■ **TASK**
Without the pictures, can you quote each line below exactly?

■ **Rows from a pointing dataset**
=======

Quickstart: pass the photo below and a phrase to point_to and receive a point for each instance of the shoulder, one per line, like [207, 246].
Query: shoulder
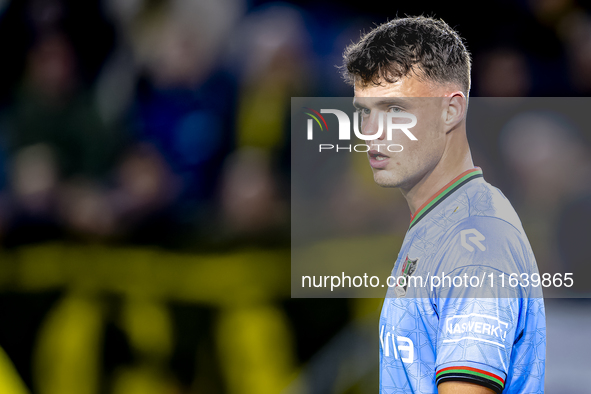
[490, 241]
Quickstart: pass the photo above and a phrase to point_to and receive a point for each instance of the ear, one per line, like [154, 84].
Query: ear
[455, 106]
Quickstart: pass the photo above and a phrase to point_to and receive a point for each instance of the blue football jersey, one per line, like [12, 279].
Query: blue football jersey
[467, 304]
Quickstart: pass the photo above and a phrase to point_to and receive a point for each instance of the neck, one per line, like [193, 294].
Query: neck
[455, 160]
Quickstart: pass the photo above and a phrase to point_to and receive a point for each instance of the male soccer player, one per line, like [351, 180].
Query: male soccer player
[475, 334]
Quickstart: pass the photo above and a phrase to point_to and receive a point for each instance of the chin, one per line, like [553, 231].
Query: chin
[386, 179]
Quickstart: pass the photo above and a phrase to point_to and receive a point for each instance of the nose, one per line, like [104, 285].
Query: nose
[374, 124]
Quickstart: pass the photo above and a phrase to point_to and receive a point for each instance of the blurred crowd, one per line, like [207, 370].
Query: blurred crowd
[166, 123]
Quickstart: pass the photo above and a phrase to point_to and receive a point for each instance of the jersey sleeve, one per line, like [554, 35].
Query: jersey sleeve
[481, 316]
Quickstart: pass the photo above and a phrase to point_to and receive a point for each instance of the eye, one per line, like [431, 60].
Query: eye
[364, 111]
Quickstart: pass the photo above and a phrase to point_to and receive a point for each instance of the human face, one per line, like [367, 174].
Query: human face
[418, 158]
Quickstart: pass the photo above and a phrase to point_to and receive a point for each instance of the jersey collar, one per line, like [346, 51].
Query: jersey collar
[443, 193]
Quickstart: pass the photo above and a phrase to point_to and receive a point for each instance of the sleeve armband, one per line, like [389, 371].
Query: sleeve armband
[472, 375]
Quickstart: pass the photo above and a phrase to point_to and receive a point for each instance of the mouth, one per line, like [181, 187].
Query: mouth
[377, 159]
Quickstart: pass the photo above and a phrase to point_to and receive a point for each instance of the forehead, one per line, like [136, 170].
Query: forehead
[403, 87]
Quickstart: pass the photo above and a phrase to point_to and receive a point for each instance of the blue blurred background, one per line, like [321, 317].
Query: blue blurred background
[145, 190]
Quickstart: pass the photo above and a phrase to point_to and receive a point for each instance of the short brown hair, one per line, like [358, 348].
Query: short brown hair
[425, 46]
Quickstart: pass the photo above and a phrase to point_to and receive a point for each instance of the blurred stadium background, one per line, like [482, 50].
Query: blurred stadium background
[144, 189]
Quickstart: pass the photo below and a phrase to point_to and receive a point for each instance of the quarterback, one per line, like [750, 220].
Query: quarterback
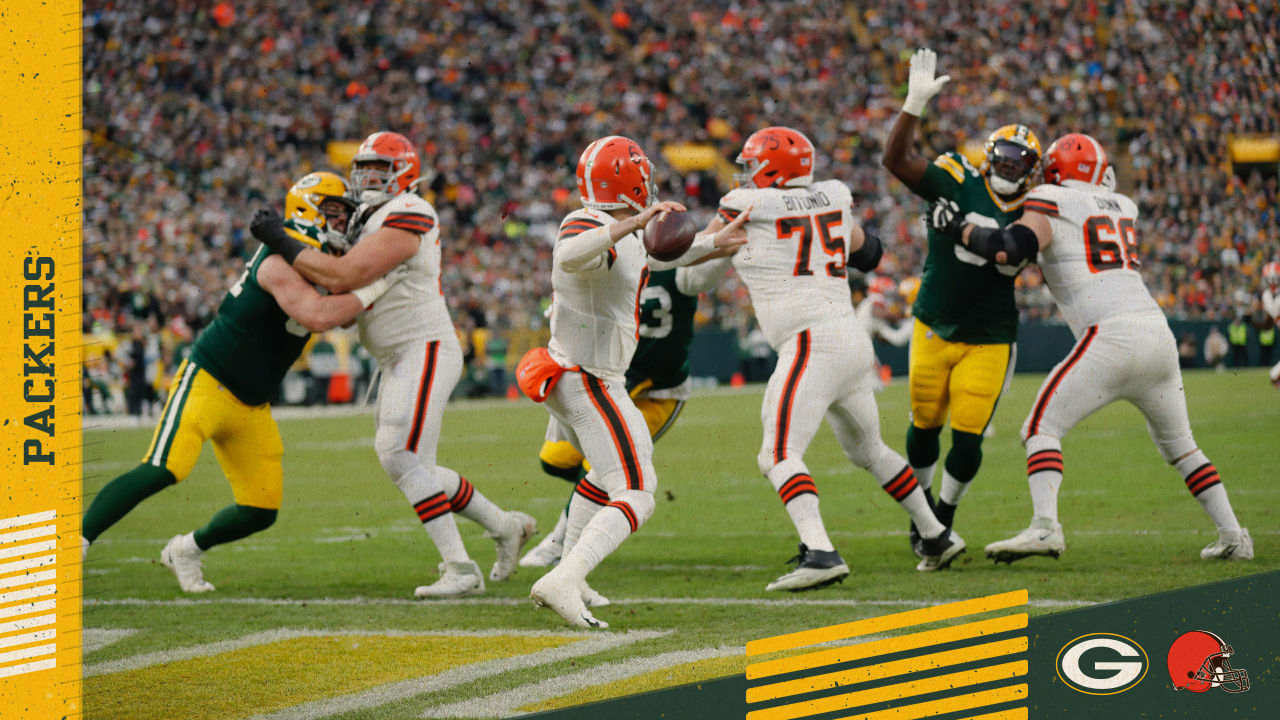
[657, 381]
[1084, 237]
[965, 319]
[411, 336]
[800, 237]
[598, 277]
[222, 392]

=======

■ **RESULT OF THE EXERCISE**
Quickstart: pass the photo below and a phrase to point_to and receive a point for each instance of the shoulder, one per line, like [207, 246].
Query: shoulder
[490, 241]
Quickstart: pass the photo above and a phrase to point_to and receive a point for each instance of the ear, one per line, like [154, 84].
Query: ear
[455, 106]
Quickstart: pass the photo above and a phrase to point_to and receive a point for each instance of the blue football jersey, one per line, like [12, 279].
Query: blue football jersey
[467, 304]
Quickstart: pass the photo above and a phrase to point_to and receive a point for each instance of the neck, one per line, like [193, 294].
Query: neck
[455, 160]
Quickstart: pass the photo above and a phrase to point_to and receive a point for each instance of the male soccer player, one per line, like [351, 180].
Query: male soccer player
[475, 334]
Quickstart: pass the photo above and a phrase to point_to and receive a point for each instance of the chin, one per line, like [553, 231].
Query: chin
[386, 179]
Quickstart: pass the photo above and a phrase to point_to and receive a point for each instance of the nose, one per line, like [104, 285].
Query: nose
[374, 124]
Quickstart: pass the photo above and a phrase to point_to and receive a point for each instance of the blurred crowd, one per line, like [207, 370].
Query: blurred crowd
[166, 123]
Quickstart: pass the photo above and a phrase to point_to and receive a point for each instance of the jersey sleeve, one per line, like [554, 35].
Query: jersey sleeve
[481, 316]
Quickstart: pass the photo above and a phrase to point_to and receive a point for each instance of the eye, one per line, like [431, 60].
Query: eye
[364, 111]
Quickstart: pass the photo above and a phrase to point_to and receive a point for each instance of the human face, one per line, like [367, 174].
Query: human face
[418, 158]
Quickstart: pass the photo above and a phrase to point_to and receive a point for each instance of the jersey collar, one per line, like [346, 51].
Query: jersey collar
[443, 193]
Quickstart: pass the photo above and a phrase to point_to and receive a point for each instance of the sleeve armband, one per line, like [389, 371].
Query: sleeve armband
[472, 375]
Quickstart: pass the photo above and a phrase to point_to and receive a point for each instance of the mouth, one per line, like [181, 187].
Query: mouth
[377, 159]
Quickstart: pass the photo above and a phrase to point_to and receive a point for each instance of the forehead, one per line, like [136, 170].
Query: forehead
[403, 87]
Quickstart: pass the photo above and a phrase to point_to and receive a point for each instance of the blue blurred background, one per line, like [321, 317].
Query: blue blurred background
[145, 190]
Quickstart: pass the photo above and a phrase to point_to and receive a point for each instance of the short brown hair, one per line, like [358, 348].
Query: short brown hair
[425, 46]
Quickstart: pass the photo above and a phrase to point_to and receive a point for each instance of the blurred stadium background, one per line, like [482, 50].
Query: blurred stadium background
[144, 189]
Quickstart: pass the photo below and a phrase to point_to and receive a point for each instance of the quarterback, one per line, like [750, 220].
Query: quarterback
[657, 381]
[1084, 237]
[965, 319]
[411, 336]
[800, 237]
[598, 277]
[222, 392]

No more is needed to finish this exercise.